## [What is expected]
Pick out each line below that contains the string "hubcap" and copy it in full. Letter case counts when matching.

## [Extracted records]
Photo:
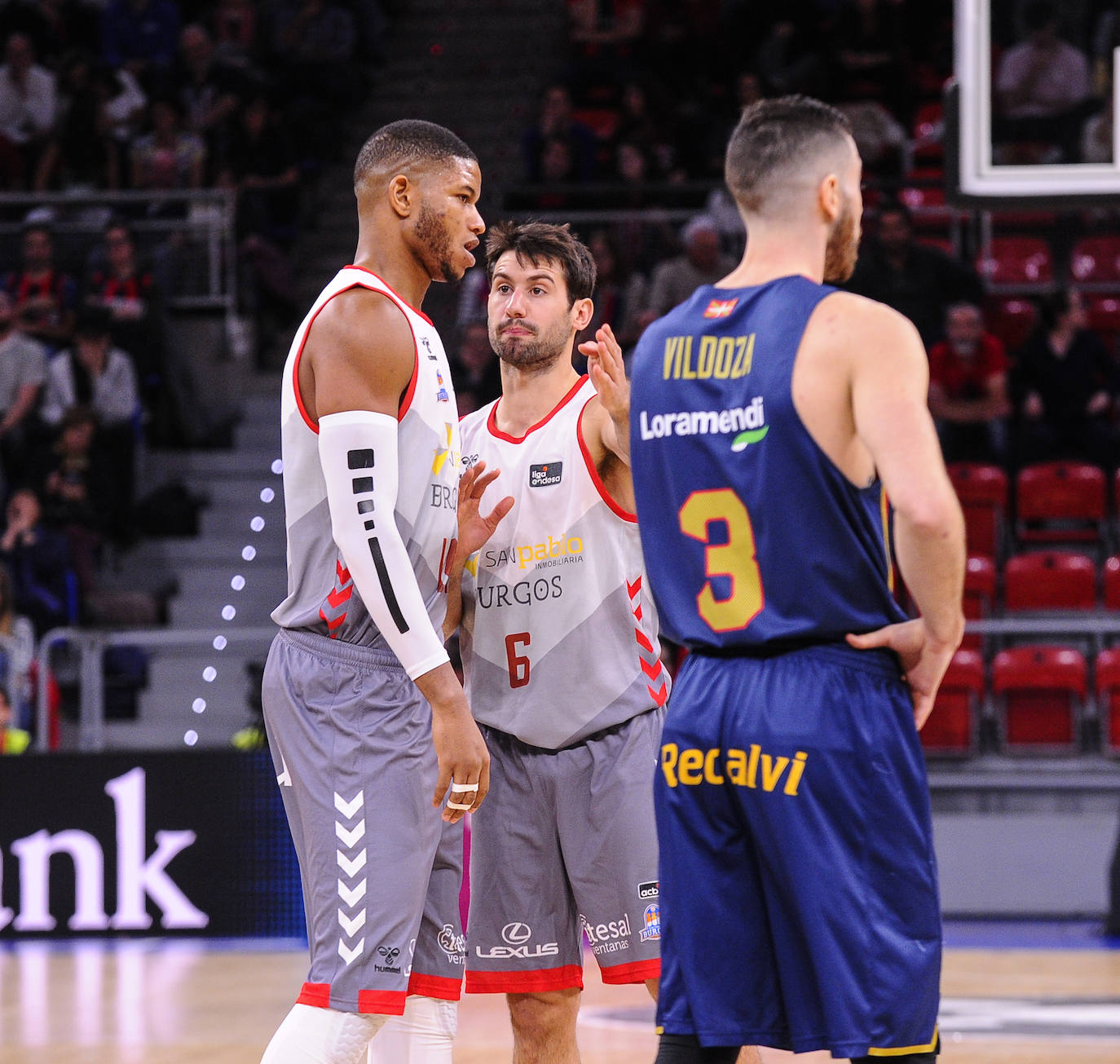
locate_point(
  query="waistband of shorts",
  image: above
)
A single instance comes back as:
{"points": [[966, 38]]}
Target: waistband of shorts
{"points": [[344, 653], [882, 662], [529, 748]]}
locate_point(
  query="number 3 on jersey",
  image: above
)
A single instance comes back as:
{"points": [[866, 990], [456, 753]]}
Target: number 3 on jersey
{"points": [[518, 663], [736, 559]]}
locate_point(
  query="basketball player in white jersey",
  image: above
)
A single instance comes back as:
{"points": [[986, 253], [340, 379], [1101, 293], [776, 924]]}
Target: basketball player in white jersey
{"points": [[562, 659], [374, 746]]}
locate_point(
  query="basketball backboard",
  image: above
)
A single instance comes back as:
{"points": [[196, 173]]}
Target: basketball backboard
{"points": [[994, 156]]}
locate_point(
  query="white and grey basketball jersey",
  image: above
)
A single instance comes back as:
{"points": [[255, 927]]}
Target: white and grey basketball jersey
{"points": [[322, 596], [559, 632]]}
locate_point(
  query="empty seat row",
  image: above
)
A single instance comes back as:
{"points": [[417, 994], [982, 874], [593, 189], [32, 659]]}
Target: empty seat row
{"points": [[1055, 503], [1027, 263], [1036, 701], [1044, 581]]}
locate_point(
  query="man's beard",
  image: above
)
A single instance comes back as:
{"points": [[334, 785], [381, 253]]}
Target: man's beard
{"points": [[842, 249], [433, 234], [536, 352]]}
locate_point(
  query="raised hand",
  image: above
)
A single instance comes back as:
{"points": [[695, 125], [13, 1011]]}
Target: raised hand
{"points": [[475, 529], [608, 373]]}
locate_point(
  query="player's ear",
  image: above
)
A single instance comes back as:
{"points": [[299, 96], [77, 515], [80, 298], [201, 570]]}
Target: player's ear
{"points": [[581, 311], [402, 195], [829, 197]]}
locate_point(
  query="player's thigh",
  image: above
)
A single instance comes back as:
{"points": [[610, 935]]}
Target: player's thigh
{"points": [[523, 929], [610, 841]]}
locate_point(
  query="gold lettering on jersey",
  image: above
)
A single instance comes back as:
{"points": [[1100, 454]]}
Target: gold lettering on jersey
{"points": [[755, 770], [719, 357]]}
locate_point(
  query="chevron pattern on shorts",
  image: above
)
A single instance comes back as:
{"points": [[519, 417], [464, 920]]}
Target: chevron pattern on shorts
{"points": [[649, 653], [350, 831]]}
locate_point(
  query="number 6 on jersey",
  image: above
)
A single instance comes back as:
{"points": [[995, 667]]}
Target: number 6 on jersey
{"points": [[518, 663]]}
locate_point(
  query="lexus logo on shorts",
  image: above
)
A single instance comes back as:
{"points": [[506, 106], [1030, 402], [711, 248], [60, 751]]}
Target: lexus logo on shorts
{"points": [[515, 934]]}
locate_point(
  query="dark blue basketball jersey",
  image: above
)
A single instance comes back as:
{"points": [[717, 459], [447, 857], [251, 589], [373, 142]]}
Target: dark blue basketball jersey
{"points": [[752, 536]]}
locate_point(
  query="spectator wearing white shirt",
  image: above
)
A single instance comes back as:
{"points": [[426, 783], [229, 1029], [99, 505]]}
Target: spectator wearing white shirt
{"points": [[29, 108], [23, 371], [1043, 92], [95, 374]]}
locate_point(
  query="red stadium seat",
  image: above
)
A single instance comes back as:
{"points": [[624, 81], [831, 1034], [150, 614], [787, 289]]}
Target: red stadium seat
{"points": [[1060, 502], [979, 595], [928, 132], [982, 492], [953, 726], [1104, 312], [1012, 320], [1050, 581], [1096, 260], [1107, 668], [1020, 263], [1039, 691]]}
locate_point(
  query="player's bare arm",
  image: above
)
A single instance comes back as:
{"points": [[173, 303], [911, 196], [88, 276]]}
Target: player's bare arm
{"points": [[475, 530], [342, 373], [605, 425], [889, 387]]}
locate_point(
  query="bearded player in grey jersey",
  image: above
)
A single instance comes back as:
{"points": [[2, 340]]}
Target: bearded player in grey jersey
{"points": [[368, 727]]}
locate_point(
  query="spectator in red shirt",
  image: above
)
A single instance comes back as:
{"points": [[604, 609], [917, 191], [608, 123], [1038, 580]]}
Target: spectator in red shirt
{"points": [[45, 298], [968, 389]]}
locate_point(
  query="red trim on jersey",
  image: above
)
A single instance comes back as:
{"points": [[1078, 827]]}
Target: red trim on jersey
{"points": [[411, 390], [317, 994], [596, 479], [492, 420], [526, 982], [386, 1003], [393, 290], [635, 971], [440, 987]]}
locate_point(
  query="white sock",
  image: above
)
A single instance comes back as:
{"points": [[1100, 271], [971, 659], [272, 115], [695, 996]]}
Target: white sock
{"points": [[424, 1035], [311, 1035]]}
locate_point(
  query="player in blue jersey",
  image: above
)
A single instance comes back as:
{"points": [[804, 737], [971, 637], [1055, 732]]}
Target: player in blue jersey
{"points": [[770, 419]]}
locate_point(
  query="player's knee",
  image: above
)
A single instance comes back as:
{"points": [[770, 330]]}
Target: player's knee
{"points": [[686, 1049], [544, 1015], [318, 1034]]}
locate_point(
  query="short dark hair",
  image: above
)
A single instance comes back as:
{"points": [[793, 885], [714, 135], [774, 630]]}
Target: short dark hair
{"points": [[95, 321], [772, 135], [406, 143], [539, 242]]}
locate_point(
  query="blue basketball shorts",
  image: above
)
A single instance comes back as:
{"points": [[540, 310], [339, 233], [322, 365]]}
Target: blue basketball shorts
{"points": [[799, 884]]}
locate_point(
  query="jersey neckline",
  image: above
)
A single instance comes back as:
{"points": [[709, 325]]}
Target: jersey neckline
{"points": [[397, 294]]}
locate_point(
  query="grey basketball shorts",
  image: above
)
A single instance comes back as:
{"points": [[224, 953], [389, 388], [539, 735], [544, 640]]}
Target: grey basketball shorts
{"points": [[351, 740], [566, 845]]}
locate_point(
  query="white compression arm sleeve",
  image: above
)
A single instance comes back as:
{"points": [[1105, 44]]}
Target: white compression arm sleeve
{"points": [[357, 452]]}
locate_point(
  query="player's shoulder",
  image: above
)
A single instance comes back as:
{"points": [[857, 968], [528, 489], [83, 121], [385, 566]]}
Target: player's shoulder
{"points": [[474, 423], [346, 323], [844, 320]]}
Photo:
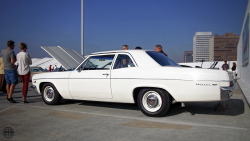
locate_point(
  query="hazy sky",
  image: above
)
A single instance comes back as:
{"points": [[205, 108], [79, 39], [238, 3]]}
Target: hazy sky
{"points": [[111, 23]]}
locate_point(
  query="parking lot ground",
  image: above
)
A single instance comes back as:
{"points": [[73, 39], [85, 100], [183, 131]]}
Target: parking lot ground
{"points": [[93, 121]]}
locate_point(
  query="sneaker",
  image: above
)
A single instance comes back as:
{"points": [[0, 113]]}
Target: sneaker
{"points": [[11, 100]]}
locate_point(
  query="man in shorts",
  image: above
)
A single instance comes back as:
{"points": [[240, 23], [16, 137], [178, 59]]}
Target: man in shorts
{"points": [[10, 72]]}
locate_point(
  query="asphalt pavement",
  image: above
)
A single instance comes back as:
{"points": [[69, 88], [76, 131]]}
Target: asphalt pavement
{"points": [[94, 121]]}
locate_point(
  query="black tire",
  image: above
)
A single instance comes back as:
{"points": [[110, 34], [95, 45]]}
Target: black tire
{"points": [[154, 102], [50, 94]]}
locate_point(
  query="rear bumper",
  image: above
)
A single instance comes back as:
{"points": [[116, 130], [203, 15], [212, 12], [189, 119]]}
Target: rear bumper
{"points": [[226, 93]]}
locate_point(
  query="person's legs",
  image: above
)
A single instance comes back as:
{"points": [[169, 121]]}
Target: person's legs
{"points": [[8, 90], [11, 81], [25, 79], [12, 87]]}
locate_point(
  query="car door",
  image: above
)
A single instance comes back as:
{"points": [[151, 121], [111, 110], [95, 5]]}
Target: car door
{"points": [[92, 79]]}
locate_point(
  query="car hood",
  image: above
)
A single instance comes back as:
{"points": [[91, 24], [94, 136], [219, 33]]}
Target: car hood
{"points": [[49, 75]]}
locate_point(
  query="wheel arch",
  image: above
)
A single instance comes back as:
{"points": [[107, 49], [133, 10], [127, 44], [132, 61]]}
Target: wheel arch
{"points": [[138, 89]]}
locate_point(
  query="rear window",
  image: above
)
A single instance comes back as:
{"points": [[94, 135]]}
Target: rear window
{"points": [[161, 59]]}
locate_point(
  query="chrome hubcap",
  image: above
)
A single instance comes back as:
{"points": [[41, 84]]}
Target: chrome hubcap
{"points": [[49, 93], [152, 101]]}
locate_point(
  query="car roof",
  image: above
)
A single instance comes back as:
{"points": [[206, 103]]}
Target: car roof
{"points": [[141, 58], [118, 51]]}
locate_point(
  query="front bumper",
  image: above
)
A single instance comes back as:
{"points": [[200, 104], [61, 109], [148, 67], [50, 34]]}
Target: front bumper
{"points": [[226, 93]]}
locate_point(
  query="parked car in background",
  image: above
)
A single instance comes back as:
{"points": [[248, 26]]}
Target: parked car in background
{"points": [[147, 78]]}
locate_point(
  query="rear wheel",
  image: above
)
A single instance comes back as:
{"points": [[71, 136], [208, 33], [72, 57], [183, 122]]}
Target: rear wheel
{"points": [[154, 102], [50, 94]]}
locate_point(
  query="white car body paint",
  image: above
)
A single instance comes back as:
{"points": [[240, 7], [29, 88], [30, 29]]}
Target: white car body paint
{"points": [[118, 85]]}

## [Written solution]
  query="chrome hubcap",
Target: chrome hubcap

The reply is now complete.